[Aim of the task] Among the lines below, a stretch begins at the one with "Target: tire track in dirt" and ends at the one with "Target: sandy path surface". Repeat that stretch exactly, ends included.

(Extracted data entries)

*** Block opens ***

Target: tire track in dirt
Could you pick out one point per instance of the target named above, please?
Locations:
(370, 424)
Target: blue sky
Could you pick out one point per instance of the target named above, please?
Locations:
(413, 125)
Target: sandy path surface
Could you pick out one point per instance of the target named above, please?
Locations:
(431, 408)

*** Block closes ***
*** Block opens ***

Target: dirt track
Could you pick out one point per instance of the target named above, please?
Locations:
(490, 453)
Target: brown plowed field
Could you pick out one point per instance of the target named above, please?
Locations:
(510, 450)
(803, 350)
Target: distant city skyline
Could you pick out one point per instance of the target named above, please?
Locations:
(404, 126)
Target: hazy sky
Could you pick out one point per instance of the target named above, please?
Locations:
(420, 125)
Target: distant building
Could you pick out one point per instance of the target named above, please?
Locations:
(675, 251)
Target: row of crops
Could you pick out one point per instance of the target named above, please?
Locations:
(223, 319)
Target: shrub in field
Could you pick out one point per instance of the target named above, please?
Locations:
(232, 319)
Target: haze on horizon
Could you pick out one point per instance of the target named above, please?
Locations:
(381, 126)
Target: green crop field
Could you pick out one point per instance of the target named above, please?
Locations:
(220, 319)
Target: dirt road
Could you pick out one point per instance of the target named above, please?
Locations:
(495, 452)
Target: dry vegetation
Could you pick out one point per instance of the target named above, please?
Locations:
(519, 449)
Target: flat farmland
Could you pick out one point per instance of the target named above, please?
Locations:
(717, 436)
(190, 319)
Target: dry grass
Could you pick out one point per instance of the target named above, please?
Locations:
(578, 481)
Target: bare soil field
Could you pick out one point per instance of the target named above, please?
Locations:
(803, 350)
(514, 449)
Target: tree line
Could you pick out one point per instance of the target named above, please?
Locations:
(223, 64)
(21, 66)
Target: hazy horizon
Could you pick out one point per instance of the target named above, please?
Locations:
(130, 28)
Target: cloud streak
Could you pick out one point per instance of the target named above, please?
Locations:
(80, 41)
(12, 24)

*** Block closes ***

[Solution to this task]
Target: tire track in dirt
Could you pick out one point per instance of the target named above, please?
Locations:
(370, 424)
Target: blue sky
Could you pick out one point per instance of the target named above, please?
Locations:
(413, 125)
Target: sandy path surface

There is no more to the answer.